_Excerpt provided_.
I wrote this a few days ago...after listening to the health care debate spring up again, especially as regards mental health screens and treatments in reference to the shooting in Tucson. There's a school rant building as well, as the pressure of overcrowding leads to talk of 'voluntary' re-districting at the elementary school.
It's actually a pretty nice weekend, but getting these things off my chest and out of my mind helps keep it that way :)
Here's the thing that's stymieing health care reform in the United States. It's our fear of the Boogeyman.
Everyone dies. This is something that most Americans don't know, or don't want to face. And almost everyone gets sick. I qualify that statement only because it is within the realm of possibility that someone, somewhere in America never ever gets sick, never ever gets injured, and will lie down one night and die peaceably in their sleep, alleviating any need for any health care. Others may need it, and not get it, but that is part of the problem.
Most of us, however, will get sick. We will be injured. We will have children, and that won't always go so well. We will get old and frail and die from something not-so-quick and benign as a heart attack in our sleep.
You can't save up for that, and you can't prepare for it. Most of us can't pay for it out of hand, and no one can make the on the fly decisions that need to be made when the winds of crisis are blowing so hard we can hardly stand up against them. You think you can and you will, but you can't and you won't.

_Material shown_.

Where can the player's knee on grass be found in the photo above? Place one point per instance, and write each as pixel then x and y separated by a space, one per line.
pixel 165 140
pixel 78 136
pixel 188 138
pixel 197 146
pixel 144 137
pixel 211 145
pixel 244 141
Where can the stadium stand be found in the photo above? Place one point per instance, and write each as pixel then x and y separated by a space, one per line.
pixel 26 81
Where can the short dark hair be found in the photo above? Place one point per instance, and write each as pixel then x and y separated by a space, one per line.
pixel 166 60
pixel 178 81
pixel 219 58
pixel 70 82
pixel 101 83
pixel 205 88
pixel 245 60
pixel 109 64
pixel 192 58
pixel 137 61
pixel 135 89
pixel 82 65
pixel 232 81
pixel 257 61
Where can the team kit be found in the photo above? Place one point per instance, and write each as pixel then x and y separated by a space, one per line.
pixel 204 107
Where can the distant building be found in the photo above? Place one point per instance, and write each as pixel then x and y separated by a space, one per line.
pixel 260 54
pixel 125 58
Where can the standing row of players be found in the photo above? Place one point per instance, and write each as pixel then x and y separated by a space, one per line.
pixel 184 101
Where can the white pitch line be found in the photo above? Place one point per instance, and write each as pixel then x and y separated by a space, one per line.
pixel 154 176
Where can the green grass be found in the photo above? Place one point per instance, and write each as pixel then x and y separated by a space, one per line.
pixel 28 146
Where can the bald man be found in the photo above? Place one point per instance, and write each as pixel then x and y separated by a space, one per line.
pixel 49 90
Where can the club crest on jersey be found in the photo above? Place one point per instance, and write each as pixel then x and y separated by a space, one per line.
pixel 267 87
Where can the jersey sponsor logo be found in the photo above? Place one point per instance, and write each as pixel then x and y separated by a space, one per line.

_Requirement_. Continue the essay on health care reform and the fear of the Boogeyman, starting after its last sentence.

_Exercise output_.
This is not something to be ashamed of; it only means that you are human.
The people that I have heard discussing their excellent plans for covering their own health care needs always seem terribly naive. The man who'd carefully priced labor and delivery at various hospitals, negotiated a deal with one, and saved up for the birth of his child...but seemed to have no awareness of the things that can go wrong. No savings for emergency c-section, or NICU, or even a day or two extra hospital stay for either wife or baby. The two political consultants who didn't see the need for ER visits for infants with high fevers. After all, a 'mother's instinct' should let you know if it's meningitis or RSV or teething. The people who believe 'something should be done' about the mentally ill in our communities, but religiously vote against the taxes necessary to pay for those services. The folk who believe the Boogeyman will not visit them if they eat right and exercise, and that illness is the fault of the person who becomes ill.
This last typifies the main sin in this debate. If illness is someone's fault, then no one feels obligated to help. The argument is that no one should be forced to pay for another person's unhealthy lifestyle and choices.
In short, in my country, we are not our brother's keeper.